• **Problem details**: Convert all the rows below into a Markdown table with two columns, "No." for the row number and "Line" for the text, skipping blank lines. Leave the pictures out of the table.

• **Dataset content**:
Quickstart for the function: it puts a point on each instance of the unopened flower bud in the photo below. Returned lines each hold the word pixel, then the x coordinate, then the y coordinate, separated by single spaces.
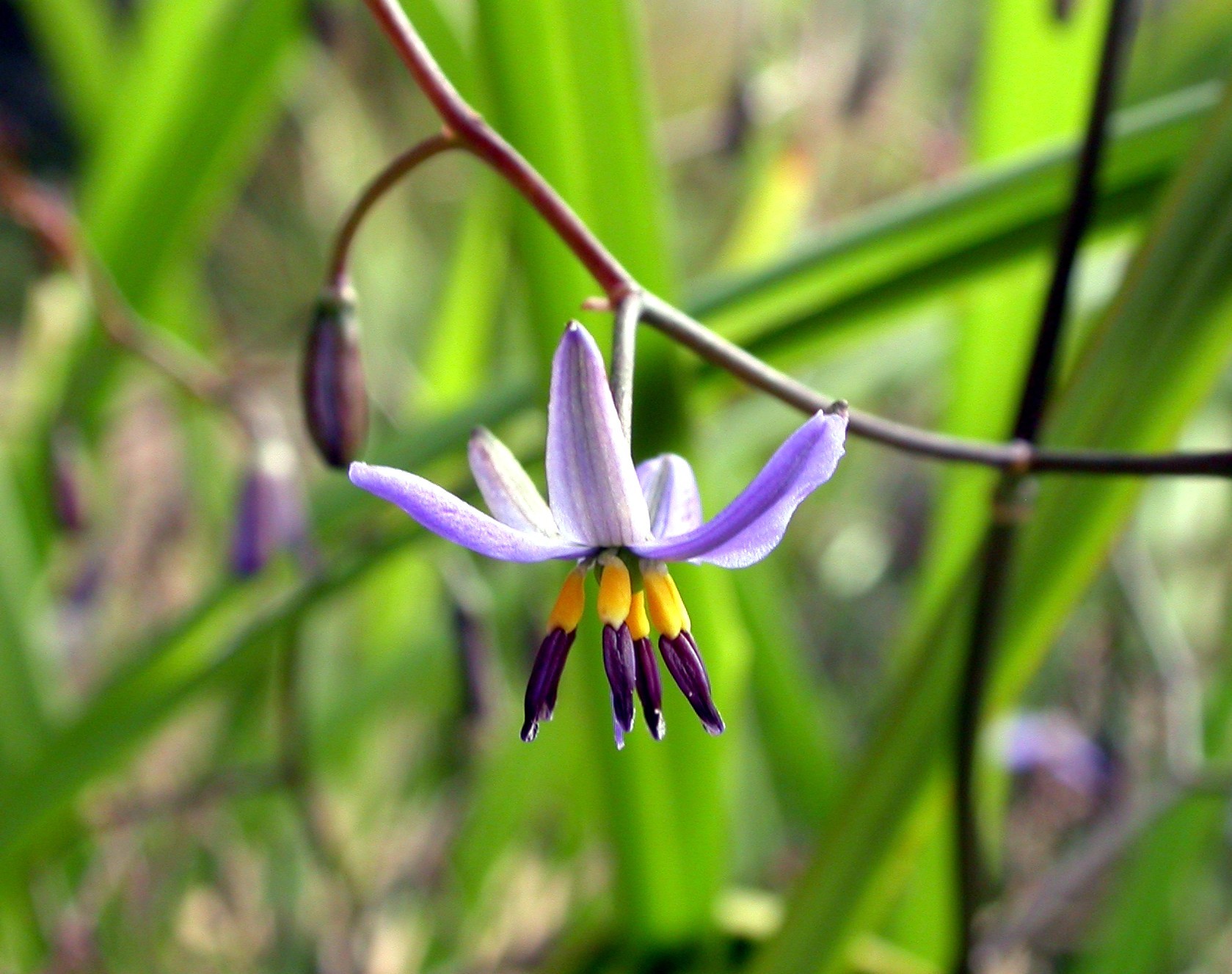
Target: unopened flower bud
pixel 270 513
pixel 67 487
pixel 335 399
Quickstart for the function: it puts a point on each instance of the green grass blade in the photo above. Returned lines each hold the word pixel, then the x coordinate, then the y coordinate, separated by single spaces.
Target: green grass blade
pixel 1170 331
pixel 79 40
pixel 919 246
pixel 203 88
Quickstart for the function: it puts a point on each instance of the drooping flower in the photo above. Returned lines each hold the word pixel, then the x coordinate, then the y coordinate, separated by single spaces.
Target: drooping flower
pixel 626 522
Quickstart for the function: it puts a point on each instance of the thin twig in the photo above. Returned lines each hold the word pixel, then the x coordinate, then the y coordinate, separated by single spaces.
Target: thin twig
pixel 381 184
pixel 627 316
pixel 1009 502
pixel 486 143
pixel 481 139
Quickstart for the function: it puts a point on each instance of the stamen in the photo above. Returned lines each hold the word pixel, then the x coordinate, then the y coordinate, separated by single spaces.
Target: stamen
pixel 685 622
pixel 622 669
pixel 615 591
pixel 544 680
pixel 571 603
pixel 684 662
pixel 667 611
pixel 649 687
pixel 638 625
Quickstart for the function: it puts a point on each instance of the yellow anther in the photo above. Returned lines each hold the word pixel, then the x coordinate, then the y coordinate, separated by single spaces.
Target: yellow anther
pixel 571 603
pixel 663 600
pixel 685 622
pixel 615 591
pixel 638 625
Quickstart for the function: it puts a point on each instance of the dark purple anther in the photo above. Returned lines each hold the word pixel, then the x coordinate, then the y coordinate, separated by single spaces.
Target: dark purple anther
pixel 335 399
pixel 622 671
pixel 544 680
pixel 684 662
pixel 649 687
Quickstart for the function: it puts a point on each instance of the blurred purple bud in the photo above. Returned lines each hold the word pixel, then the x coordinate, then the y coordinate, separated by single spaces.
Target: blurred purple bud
pixel 1052 743
pixel 270 515
pixel 334 396
pixel 737 120
pixel 867 78
pixel 68 491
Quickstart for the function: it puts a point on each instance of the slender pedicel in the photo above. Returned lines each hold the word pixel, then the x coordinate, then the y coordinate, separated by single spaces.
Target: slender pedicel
pixel 615 598
pixel 677 645
pixel 334 393
pixel 562 629
pixel 649 687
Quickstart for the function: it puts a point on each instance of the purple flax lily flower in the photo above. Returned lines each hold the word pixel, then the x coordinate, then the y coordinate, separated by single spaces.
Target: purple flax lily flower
pixel 605 512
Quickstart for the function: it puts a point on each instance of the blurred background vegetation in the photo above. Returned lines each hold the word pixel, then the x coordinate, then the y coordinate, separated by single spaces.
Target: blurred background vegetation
pixel 317 767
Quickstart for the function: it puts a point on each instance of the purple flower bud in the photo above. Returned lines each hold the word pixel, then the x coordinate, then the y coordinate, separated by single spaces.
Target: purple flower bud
pixel 544 681
pixel 622 669
pixel 684 662
pixel 649 687
pixel 68 501
pixel 335 399
pixel 270 513
pixel 1055 744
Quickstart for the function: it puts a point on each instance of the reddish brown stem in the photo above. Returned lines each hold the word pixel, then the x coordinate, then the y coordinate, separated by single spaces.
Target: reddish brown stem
pixel 381 184
pixel 479 138
pixel 473 132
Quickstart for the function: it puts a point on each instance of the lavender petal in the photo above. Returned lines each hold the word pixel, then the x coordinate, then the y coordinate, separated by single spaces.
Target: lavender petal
pixel 506 489
pixel 753 524
pixel 591 484
pixel 455 520
pixel 671 491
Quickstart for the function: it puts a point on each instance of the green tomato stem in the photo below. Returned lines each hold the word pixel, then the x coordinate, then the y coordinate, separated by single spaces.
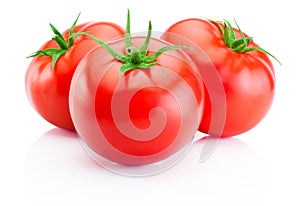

• **Exercise answer**:
| No. | Line |
|---|---|
| 1 | Quickstart for the function: it puts a point on each instance of the unopened flower bud in the photo below. Returned lines each hold the word pixel, then the x coordinate, then the y coordinate, separated by single spaces. |
| 2 | Target: unopened flower bud |
| 3 | pixel 270 513 |
| 4 | pixel 67 487 |
| 5 | pixel 335 399 |
| 6 | Quickstart for the function: it puts a point on each instance of the green grass blade in the photo above. Returned lines each hold the word pixel, then the x coordinate, then the y coordinate, separated by single spaces. |
| 7 | Target: green grass blade |
| 8 | pixel 1170 331 |
| 9 | pixel 79 40 |
| 10 | pixel 919 246 |
| 11 | pixel 203 88 |
| 12 | Quickstart for the function: it puts a point on each instance of the drooping flower in the photo above. Returned lines each hold the word pixel, then the x coordinate, then the y coordinate, separated by single spaces. |
| 13 | Target: drooping flower |
| 14 | pixel 626 522 |
| 15 | Quickstart for the function: it puts a point on each instance of the thin twig in the photo above. Returned lines each hold the word pixel, then the x coordinate, then the y coordinate, separated by single spaces. |
| 16 | Target: thin twig |
| 17 | pixel 381 184 |
| 18 | pixel 627 316 |
| 19 | pixel 1009 502 |
| 20 | pixel 486 143 |
| 21 | pixel 481 139 |
| 22 | Quickstart for the function: it puts a point on each instance of the stamen in the photo above. Returned lines each hold the word pixel, then the x coordinate, then the y coordinate, separated by single spaces. |
| 23 | Target: stamen |
| 24 | pixel 685 622 |
| 25 | pixel 622 669 |
| 26 | pixel 615 591 |
| 27 | pixel 544 680 |
| 28 | pixel 571 603 |
| 29 | pixel 684 662 |
| 30 | pixel 667 611 |
| 31 | pixel 649 687 |
| 32 | pixel 638 625 |
| 33 | Quickstart for the function: it puts a point on each instance of the yellow anther in the photo above. Returned lines each hold the word pixel, then the x coordinate, then the y coordinate, separated by single spaces. |
| 34 | Target: yellow anther |
| 35 | pixel 571 603 |
| 36 | pixel 663 600 |
| 37 | pixel 685 622 |
| 38 | pixel 615 591 |
| 39 | pixel 638 625 |
| 40 | Quickstart for the function: it puts a point on each instance of the dark purple anther in the photo above. Returned lines each hold the word pixel, then the x coordinate, then the y coordinate, separated by single spaces. |
| 41 | Target: dark purple anther |
| 42 | pixel 335 399 |
| 43 | pixel 622 671 |
| 44 | pixel 544 680 |
| 45 | pixel 684 662 |
| 46 | pixel 649 687 |
| 47 | Quickstart for the function: it puts a point on each instance of the blurred purple bud in the photo above. Returned lines each hold the word pixel, then the x coordinate, then the y coordinate, separated by single spaces. |
| 48 | Target: blurred purple bud |
| 49 | pixel 1052 743 |
| 50 | pixel 270 515 |
| 51 | pixel 334 396 |
| 52 | pixel 737 120 |
| 53 | pixel 867 78 |
| 54 | pixel 68 491 |
| 55 | Quickstart for the function: it puts a point on each instance of the slender pedicel in the photo above. Returned lines each hold the word pixel, then the x coordinate, then the y coordinate, separated by single spaces. |
| 56 | Target: slender pedicel |
| 57 | pixel 615 598 |
| 58 | pixel 677 645 |
| 59 | pixel 334 393 |
| 60 | pixel 562 629 |
| 61 | pixel 649 687 |
| 62 | Quickstart for the function: it puts a point on each instance of the purple flax lily flower in the photo above. Returned lines each hold the word pixel, then the x coordinate, then the y coordinate, separated by single spaces. |
| 63 | Target: purple flax lily flower |
| 64 | pixel 605 512 |
| 65 | Quickstart for the function: it puts a point on each instance of the blurred background vegetation in the photo above. Returned lines each hold the word pixel, then the x coordinate, then the y coordinate, separated by single spaces. |
| 66 | Target: blurred background vegetation |
| 67 | pixel 317 767 |
| 68 | Quickstart for the function: it puts a point on each instance of the purple flower bud in the photo above. Returned lines each hold the word pixel, then the x coordinate, then the y coordinate, separated by single spaces. |
| 69 | Target: purple flower bud |
| 70 | pixel 544 681 |
| 71 | pixel 622 669 |
| 72 | pixel 684 662 |
| 73 | pixel 649 687 |
| 74 | pixel 68 501 |
| 75 | pixel 335 399 |
| 76 | pixel 270 513 |
| 77 | pixel 1055 744 |
| 78 | Quickstart for the function: it puts a point on each instance of the reddish brown stem in the photo above. Returned lines each hold the word pixel, then the x coordinate, then the y coordinate, separated by single spaces. |
| 79 | Target: reddish brown stem |
| 80 | pixel 381 184 |
| 81 | pixel 479 138 |
| 82 | pixel 473 132 |
| 83 | Quickstart for the function: it puts a point on each instance of the lavender petal in the photo above. Returned lines each hold the word pixel, then the x coordinate, then the y coordinate, separated by single spaces. |
| 84 | Target: lavender petal |
| 85 | pixel 506 489 |
| 86 | pixel 753 524 |
| 87 | pixel 591 484 |
| 88 | pixel 455 520 |
| 89 | pixel 671 491 |
| 90 | Quickstart for the function: it puts a point on each instance of the green tomato stem in the photo below. Returned lines each hold the word pixel, then the x coordinate, then the y coordinate, separated by single spaces. |